┌─ STORED RECORDS

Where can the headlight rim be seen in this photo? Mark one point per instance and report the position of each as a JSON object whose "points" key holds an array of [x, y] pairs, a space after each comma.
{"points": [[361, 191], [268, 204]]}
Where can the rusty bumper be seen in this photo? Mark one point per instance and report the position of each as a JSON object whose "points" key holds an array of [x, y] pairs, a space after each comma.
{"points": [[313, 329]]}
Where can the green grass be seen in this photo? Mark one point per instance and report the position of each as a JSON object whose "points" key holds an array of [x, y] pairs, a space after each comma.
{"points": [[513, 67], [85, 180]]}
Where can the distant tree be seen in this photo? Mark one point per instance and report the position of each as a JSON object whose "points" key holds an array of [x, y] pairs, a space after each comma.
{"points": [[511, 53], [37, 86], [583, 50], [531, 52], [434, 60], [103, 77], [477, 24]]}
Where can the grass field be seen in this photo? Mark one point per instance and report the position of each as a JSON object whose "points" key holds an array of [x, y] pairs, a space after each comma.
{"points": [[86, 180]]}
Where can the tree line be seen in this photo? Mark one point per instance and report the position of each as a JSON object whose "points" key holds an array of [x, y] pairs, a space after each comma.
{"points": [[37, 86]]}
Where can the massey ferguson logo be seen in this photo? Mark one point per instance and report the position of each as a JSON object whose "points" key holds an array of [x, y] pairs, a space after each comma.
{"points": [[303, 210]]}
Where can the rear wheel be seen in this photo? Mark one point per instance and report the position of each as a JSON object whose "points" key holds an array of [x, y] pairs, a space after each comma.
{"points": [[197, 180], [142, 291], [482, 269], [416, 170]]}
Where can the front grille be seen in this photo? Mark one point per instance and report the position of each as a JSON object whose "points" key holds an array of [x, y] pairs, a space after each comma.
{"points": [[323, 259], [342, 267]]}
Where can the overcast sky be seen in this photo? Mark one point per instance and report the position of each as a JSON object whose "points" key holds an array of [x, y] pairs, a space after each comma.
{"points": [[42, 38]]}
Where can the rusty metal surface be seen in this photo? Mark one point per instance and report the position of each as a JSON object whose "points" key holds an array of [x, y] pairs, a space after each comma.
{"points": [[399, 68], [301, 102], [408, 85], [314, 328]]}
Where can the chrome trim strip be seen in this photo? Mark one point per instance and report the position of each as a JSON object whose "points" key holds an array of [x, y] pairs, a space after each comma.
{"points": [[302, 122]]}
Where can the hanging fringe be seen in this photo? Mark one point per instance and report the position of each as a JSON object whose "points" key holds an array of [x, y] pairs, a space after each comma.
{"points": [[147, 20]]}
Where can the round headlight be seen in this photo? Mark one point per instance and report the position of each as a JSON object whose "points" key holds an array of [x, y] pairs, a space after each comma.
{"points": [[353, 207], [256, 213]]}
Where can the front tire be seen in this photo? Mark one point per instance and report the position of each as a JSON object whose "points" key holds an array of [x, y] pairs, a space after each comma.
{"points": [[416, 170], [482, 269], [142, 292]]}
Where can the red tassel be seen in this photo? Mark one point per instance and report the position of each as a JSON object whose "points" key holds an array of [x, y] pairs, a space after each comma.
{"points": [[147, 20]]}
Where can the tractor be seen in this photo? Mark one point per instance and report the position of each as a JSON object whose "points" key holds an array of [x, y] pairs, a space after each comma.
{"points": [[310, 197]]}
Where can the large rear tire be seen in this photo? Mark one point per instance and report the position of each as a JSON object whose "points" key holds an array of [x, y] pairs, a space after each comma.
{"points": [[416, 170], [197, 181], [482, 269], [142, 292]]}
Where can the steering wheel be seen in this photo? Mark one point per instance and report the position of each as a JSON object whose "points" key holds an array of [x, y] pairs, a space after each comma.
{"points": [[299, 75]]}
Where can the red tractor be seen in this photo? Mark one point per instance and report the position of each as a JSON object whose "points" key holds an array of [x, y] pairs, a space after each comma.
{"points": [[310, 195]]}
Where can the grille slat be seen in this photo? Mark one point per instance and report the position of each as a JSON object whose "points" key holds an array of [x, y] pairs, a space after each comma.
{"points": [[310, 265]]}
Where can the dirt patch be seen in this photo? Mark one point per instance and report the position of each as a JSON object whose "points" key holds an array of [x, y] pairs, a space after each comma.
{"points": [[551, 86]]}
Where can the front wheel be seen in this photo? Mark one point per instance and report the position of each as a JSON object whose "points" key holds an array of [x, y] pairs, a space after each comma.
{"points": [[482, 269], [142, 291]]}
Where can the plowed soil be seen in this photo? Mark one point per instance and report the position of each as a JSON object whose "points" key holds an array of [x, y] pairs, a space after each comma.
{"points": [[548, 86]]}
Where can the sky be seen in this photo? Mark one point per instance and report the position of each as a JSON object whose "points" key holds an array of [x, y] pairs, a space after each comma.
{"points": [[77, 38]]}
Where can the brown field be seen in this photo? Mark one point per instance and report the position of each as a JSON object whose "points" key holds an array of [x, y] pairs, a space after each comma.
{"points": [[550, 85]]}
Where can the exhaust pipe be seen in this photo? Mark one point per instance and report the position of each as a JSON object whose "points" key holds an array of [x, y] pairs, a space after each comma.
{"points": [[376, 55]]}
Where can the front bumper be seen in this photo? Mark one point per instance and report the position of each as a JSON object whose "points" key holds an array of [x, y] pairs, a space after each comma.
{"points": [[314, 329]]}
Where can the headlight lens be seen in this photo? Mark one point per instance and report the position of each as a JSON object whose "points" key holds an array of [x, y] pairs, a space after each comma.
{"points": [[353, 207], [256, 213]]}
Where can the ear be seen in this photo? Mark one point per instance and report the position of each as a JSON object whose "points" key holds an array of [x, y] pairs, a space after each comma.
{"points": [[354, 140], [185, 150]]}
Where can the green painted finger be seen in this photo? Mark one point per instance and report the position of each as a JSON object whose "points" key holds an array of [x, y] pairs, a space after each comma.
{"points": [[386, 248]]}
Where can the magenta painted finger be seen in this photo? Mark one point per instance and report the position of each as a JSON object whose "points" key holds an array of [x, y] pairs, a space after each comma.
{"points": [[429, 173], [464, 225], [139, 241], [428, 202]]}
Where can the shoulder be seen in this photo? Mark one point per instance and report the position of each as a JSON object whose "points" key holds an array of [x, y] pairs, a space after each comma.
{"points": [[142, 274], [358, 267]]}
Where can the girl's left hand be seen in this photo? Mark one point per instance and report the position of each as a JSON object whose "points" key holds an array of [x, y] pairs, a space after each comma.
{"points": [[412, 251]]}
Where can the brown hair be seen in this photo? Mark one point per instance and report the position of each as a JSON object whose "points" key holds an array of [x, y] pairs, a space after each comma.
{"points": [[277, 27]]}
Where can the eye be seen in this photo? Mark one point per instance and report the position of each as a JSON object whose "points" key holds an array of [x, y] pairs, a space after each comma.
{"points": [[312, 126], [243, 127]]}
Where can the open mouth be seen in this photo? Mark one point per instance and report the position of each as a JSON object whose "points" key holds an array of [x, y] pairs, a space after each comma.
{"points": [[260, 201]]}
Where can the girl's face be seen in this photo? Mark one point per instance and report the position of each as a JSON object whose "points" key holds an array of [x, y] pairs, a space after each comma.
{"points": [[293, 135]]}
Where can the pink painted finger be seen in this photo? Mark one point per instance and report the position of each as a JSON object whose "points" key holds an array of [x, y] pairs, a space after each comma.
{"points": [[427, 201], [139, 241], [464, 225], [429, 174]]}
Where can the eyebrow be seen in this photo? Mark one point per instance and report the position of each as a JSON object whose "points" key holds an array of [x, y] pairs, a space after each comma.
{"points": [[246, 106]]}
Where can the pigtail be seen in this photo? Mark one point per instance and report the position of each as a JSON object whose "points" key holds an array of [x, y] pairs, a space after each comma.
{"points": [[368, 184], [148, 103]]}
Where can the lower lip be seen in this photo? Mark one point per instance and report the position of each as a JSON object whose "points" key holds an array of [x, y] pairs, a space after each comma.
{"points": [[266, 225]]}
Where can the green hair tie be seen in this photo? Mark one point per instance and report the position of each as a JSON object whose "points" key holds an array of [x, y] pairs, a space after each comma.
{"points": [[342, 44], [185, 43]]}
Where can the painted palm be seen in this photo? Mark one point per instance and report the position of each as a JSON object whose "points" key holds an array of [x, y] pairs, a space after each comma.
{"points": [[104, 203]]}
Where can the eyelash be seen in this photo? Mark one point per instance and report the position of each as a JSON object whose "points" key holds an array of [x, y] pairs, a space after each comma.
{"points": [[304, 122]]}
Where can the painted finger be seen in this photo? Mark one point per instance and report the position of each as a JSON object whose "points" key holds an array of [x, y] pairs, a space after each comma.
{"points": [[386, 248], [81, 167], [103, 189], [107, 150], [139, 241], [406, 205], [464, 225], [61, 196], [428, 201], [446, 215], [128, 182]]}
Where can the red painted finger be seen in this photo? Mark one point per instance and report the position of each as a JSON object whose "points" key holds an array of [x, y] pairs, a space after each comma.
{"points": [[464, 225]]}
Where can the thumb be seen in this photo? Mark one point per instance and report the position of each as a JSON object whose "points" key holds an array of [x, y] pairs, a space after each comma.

└─

Retype nothing except the lines from the line holding "Where can the green hair" through the last line of the entries, both included.

* [EXERCISE RESULT]
Where can the green hair tie be seen in this photo? Mark one point per instance and report the position of each as a JSON object whose "points" key holds an array of [x, y] pairs, a space after each comma.
{"points": [[342, 44], [185, 43]]}
Where can the painted palm be seen in this photo? Mark one point per instance and report the position of each as a JSON object whose "points" key holds an array of [x, y] pairs, a space after each comma.
{"points": [[104, 203]]}
Where can the eyelash be seen in this photo? Mark one point per instance and report the position of each as a JSON object whose "points" key holds an array of [x, y] pairs, a space after each comma.
{"points": [[304, 122]]}
Where can the painted finger be seen in this photo? Mark one point per instance and report the position of each as a JSON object whose "points" key holds an array of [x, y] pairs, a space after each comma.
{"points": [[386, 248], [81, 167], [103, 189], [107, 150], [139, 241], [406, 205], [464, 225], [61, 196], [428, 201], [446, 215], [128, 182]]}
Where can the red painted finger be seen in this photo? Mark one point per instance and report the position of each as a JSON object whose "points" key holds an array of [x, y] pairs, a space after each comma.
{"points": [[464, 225]]}
Where can the thumb be seen in this photo? Mark one point per instance and report the position of each as a JSON object whose "points" key holds an array of [x, y] pairs, a space after each comma.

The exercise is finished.